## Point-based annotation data
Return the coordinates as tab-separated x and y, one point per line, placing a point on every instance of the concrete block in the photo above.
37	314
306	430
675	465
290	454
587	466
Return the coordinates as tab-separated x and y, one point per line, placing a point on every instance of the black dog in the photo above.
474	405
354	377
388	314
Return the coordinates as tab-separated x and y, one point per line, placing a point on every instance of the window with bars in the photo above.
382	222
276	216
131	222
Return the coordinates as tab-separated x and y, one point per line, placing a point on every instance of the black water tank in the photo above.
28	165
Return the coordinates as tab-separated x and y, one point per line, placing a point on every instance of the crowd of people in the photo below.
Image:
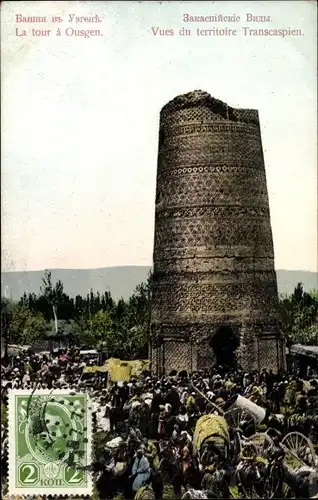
145	428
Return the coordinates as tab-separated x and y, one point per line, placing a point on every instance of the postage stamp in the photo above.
50	436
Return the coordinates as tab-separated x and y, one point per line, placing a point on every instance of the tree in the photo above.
94	330
53	294
19	325
299	313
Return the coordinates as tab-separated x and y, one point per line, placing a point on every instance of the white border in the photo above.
12	393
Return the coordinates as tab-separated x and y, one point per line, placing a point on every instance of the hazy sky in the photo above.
80	124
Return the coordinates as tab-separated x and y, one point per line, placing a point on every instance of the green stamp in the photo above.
50	435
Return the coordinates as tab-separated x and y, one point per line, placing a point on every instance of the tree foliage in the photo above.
95	321
299	313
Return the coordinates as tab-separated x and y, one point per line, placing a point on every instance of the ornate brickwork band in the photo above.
215	292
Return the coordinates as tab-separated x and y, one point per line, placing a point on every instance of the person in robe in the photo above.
140	471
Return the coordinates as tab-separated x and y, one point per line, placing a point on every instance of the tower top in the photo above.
201	98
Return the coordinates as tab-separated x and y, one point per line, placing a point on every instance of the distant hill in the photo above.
121	281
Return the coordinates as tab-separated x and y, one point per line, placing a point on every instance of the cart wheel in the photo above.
300	446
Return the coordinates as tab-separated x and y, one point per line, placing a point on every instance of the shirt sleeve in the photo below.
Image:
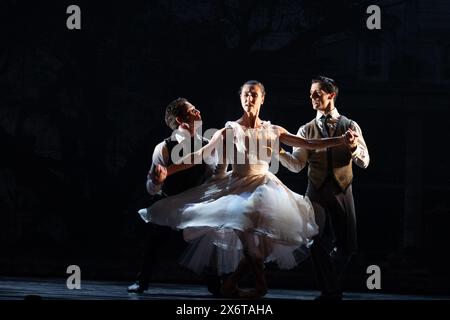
361	154
161	157
296	160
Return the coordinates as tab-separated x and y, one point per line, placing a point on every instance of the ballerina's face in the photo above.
251	98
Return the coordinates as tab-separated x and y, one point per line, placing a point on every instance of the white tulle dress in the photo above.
248	201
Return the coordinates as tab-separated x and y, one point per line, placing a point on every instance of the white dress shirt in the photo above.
297	160
161	156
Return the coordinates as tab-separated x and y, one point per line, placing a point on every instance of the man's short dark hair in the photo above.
173	110
327	84
254	83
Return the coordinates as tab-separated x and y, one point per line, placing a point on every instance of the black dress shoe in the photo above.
329	297
137	287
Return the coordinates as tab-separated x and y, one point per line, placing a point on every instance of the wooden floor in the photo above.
56	289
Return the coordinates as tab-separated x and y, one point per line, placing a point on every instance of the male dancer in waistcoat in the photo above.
180	114
329	188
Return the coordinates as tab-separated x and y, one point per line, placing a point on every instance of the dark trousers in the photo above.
332	249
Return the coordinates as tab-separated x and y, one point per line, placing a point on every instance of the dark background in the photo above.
81	111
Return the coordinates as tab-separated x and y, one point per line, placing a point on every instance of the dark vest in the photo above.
340	167
186	179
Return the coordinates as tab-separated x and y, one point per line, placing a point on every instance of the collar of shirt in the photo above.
334	115
182	134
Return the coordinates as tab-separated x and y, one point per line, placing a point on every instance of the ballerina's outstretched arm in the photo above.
311	144
191	159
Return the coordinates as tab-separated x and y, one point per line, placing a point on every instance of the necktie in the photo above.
325	128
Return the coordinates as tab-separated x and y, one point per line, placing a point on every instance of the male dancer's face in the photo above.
321	100
251	98
190	116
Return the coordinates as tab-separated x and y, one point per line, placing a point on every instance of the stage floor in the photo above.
56	289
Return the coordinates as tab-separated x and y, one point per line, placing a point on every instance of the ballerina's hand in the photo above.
351	138
159	174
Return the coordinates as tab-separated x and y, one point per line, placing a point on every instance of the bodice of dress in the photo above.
253	147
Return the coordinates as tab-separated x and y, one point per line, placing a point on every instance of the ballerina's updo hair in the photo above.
175	109
253	83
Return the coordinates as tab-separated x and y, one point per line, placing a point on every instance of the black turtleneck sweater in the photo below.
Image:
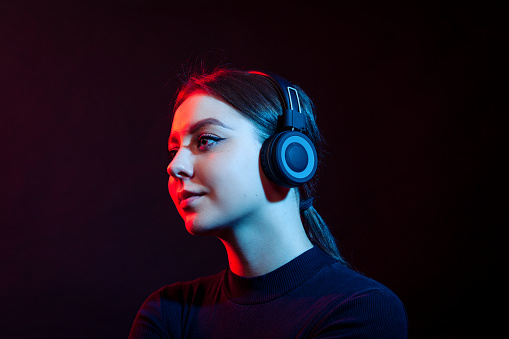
312	296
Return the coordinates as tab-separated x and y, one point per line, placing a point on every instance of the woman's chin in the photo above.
195	226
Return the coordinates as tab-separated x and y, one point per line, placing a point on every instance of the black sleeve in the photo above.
149	323
371	314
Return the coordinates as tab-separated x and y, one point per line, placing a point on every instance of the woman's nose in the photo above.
181	165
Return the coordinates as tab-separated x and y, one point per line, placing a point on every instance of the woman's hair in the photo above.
257	99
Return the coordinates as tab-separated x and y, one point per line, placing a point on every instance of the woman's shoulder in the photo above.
181	292
160	315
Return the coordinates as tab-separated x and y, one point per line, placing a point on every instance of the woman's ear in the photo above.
273	191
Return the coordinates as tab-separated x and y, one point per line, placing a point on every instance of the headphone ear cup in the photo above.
289	158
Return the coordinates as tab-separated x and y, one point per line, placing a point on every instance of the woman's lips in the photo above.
188	199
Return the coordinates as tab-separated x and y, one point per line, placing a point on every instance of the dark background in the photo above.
407	98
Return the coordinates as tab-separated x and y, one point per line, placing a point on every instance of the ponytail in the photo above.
319	234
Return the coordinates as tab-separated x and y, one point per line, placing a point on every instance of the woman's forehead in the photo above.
200	107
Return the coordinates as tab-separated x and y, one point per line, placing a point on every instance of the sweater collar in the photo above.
270	286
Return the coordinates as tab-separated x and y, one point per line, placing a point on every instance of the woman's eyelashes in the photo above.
207	141
203	142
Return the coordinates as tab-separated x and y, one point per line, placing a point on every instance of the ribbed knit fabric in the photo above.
312	296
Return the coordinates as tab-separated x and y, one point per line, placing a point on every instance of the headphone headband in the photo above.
292	118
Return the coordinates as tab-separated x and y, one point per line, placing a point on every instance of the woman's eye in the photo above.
207	140
171	154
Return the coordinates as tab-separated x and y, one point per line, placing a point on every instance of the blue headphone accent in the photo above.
288	157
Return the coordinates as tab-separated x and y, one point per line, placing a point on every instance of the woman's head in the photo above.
256	99
253	97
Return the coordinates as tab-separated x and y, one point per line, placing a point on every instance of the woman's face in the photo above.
215	178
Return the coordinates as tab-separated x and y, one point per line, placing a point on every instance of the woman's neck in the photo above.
260	248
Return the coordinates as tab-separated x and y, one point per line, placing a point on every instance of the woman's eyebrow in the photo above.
200	124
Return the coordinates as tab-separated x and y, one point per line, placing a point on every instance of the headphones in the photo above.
288	157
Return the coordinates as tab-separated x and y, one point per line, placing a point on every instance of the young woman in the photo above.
242	157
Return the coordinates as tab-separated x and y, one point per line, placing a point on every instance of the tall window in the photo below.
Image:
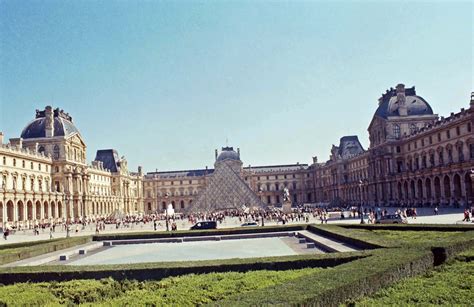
396	131
56	152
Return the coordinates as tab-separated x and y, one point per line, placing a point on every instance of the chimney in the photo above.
401	98
16	142
49	121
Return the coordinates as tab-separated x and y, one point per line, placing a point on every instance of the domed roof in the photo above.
62	125
415	105
228	153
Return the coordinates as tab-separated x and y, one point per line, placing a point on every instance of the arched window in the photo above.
56	152
396	131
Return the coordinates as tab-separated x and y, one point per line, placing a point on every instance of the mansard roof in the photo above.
62	125
416	105
109	158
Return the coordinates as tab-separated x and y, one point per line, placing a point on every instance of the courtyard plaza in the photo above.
424	216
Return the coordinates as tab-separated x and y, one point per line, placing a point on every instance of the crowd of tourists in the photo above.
159	220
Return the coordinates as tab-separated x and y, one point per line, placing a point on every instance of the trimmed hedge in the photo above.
334	286
349	238
157	271
411	227
20	251
196	233
356	279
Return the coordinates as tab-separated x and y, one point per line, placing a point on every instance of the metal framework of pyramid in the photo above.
226	190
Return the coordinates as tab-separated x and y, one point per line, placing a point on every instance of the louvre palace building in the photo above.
415	158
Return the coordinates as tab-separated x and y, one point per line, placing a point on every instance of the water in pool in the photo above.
188	251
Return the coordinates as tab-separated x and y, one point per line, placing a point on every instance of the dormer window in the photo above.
396	131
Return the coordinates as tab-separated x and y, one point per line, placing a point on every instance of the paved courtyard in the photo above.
425	216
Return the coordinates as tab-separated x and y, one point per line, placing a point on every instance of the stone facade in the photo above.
182	188
45	177
414	158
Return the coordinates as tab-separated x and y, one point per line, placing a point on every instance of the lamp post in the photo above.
166	213
360	205
260	192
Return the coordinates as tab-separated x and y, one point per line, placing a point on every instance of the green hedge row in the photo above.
157	271
349	238
411	227
195	233
352	280
16	252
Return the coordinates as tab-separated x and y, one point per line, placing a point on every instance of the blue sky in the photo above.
167	82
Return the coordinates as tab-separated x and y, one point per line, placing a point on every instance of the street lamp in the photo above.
260	192
166	212
360	205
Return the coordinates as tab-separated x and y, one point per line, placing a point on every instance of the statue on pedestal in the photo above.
286	207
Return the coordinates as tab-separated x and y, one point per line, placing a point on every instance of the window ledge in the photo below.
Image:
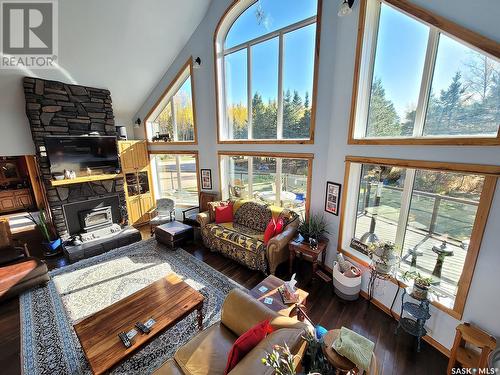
444	141
266	141
364	263
177	143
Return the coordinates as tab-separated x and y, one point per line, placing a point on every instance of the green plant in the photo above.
417	278
314	226
280	359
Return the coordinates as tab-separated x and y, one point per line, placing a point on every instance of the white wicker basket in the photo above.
345	287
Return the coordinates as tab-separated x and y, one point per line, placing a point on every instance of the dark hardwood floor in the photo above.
395	353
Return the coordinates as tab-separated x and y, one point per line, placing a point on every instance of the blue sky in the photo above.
399	59
298	50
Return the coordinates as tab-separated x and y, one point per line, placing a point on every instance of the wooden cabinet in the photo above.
15	200
138	193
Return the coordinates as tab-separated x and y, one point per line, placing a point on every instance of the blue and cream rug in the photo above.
48	341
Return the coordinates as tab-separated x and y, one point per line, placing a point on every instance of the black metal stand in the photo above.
419	313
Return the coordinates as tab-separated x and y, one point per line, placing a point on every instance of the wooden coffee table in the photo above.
167	301
272	283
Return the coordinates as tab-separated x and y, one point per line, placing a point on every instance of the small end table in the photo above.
300	249
272	283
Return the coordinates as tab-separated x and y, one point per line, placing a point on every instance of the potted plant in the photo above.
384	256
281	360
421	284
52	247
315	226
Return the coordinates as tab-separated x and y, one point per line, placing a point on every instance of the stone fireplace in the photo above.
56	108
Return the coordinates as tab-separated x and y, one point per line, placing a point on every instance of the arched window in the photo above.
266	53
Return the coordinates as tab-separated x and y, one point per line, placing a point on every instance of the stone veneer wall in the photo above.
56	108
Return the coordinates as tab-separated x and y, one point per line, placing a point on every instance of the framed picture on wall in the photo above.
332	199
206	179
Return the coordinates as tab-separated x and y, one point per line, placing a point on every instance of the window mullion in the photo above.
366	69
279	130
249	92
178	170
226	123
278	181
250	177
425	86
174	120
405	207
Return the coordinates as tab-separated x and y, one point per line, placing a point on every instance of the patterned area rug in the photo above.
49	343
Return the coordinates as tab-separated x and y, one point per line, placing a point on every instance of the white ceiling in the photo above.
123	45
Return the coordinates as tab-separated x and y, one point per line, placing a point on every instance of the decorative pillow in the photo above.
224	214
280	225
245	343
213	205
270	231
288	216
253	215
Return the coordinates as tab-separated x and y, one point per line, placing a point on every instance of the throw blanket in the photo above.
356	348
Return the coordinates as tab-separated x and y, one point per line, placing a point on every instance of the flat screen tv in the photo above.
77	153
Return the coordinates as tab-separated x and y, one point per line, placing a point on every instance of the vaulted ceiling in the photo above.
122	45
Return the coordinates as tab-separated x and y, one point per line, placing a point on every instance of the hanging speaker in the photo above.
122	132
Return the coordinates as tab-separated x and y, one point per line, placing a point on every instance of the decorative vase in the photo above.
52	248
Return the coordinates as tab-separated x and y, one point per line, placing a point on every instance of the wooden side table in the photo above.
272	283
298	248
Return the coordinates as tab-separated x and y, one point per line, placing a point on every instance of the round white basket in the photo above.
345	287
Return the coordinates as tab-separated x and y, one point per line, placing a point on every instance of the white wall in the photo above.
338	41
121	45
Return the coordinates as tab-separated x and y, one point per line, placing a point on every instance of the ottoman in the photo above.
174	233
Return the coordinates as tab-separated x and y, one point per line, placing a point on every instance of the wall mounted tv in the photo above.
77	153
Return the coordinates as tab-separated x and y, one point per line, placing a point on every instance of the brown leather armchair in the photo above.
18	271
207	352
10	250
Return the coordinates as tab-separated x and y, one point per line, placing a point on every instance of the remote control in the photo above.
142	327
126	341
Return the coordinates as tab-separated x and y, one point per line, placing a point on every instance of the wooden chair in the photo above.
10	250
467	357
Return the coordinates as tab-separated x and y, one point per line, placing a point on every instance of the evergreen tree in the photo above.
382	117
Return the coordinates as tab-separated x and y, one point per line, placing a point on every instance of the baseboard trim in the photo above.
441	348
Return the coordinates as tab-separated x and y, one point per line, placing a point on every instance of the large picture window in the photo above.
175	177
279	180
433	217
172	120
265	55
420	83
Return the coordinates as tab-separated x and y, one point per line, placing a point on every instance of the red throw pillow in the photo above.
224	214
280	225
245	343
270	230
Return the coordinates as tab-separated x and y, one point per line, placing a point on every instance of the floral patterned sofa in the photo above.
243	239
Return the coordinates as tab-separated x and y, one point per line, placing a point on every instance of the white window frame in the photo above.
224	127
365	77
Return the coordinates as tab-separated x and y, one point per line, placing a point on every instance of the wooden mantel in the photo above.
79	180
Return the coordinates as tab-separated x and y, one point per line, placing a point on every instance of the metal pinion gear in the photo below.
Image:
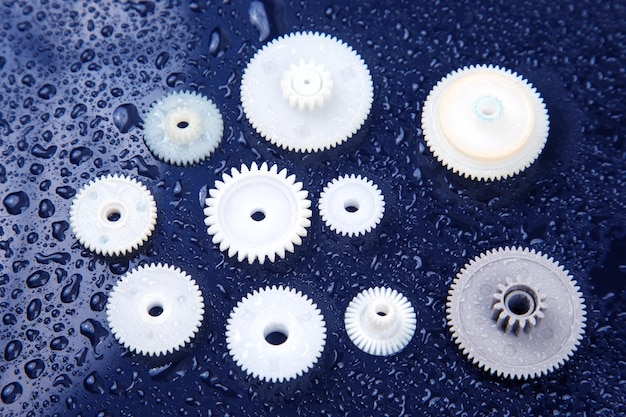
516	313
183	128
113	215
351	205
307	92
257	213
485	122
380	321
276	334
155	310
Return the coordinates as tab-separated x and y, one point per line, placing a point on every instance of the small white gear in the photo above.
307	107
531	286
113	215
183	128
155	310
380	321
276	334
351	205
257	213
485	122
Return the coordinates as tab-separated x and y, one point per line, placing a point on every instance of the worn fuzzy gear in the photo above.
522	355
299	128
113	215
351	205
257	213
380	321
485	122
156	286
276	309
183	128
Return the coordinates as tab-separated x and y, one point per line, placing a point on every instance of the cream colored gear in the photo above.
326	102
380	321
257	213
351	205
155	310
485	122
543	346
276	334
113	215
183	128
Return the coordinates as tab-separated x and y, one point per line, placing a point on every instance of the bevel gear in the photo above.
183	128
257	213
327	82
530	286
380	321
276	334
155	310
485	122
351	205
113	215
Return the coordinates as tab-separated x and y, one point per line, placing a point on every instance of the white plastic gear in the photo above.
380	321
113	215
485	122
351	205
257	213
281	311
183	128
155	310
529	354
345	109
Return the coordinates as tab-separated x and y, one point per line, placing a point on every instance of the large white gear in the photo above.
155	310
257	213
380	321
276	334
485	122
113	215
183	128
541	300
307	91
351	205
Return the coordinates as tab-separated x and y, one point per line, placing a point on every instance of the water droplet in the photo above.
16	203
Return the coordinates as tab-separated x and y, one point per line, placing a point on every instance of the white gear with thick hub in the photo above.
525	354
351	205
155	310
257	213
380	321
269	311
347	99
183	128
113	215
485	122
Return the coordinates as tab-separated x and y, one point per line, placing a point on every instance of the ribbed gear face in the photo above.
380	321
540	348
183	128
257	213
155	310
307	92
113	215
485	122
351	205
276	334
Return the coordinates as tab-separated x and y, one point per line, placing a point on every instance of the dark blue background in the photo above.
76	78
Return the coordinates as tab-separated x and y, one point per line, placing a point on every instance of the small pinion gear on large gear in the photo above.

## STATED PROBLEM
Everything from the line containing "fuzzy gear in the photo above." to the end of the records must be written out exactly; include both of those lines and no others.

## RESULT FOR THIS TASK
Return the coordinates as tab-separated x and y, one point per line, placing a point on every instance of the worn fuzzy gear in the photo above.
522	355
299	128
113	215
351	205
257	213
380	321
485	122
156	286
276	309
183	128
Return the coordinates as tab-separated x and y, one point per line, placing a point on every instance of the cream colored gear in the photo above.
326	102
380	321
257	213
351	205
155	310
485	122
543	346
276	334
113	215
183	128
Return the coordinates as tab-separated x and y, one point per line, placing a point on every instance of the bevel gear in the photo above.
183	128
257	213
327	82
530	286
380	321
276	334
155	310
485	122
351	205
113	215
Return the coordinates as tab-separated x and y, one point per line, placing a point on every instance of the white plastic gear in the photo above.
380	321
113	215
485	122
351	205
257	213
281	311
183	128
155	310
529	354
345	109
Return the coordinates as tab-separated x and y, one point per line, placing a point on every instance of the large white gear in the photo above.
155	310
257	213
380	321
276	334
485	122
113	215
183	128
541	300
307	91
351	205
Return the coordinates as tab-separated x and y, one point per line, placing a point on every instance of the water droplet in the photo above.
16	203
Return the coordinates as tab-separated x and y, one point per line, placing a point on every instance of the white gear with thick hub in the photo above.
525	354
351	205
155	310
257	213
380	321
269	311
347	99
183	128
113	215
485	122
Return the coordinates as tab-separated x and y, one point per line, placing a point on every instance of the ribbed gear face in the photo above.
380	321
540	348
183	128
257	213
155	310
307	92
113	215
485	122
351	205
276	334
Return the coordinates as tab-separated x and y, one point per line, placing a point on every instance of the dark blue background in the photo above.
76	78
Return the coordinates as tab-separated x and y, one point per line, placing a point on every instance of the small pinion gear on large gear in the photo above.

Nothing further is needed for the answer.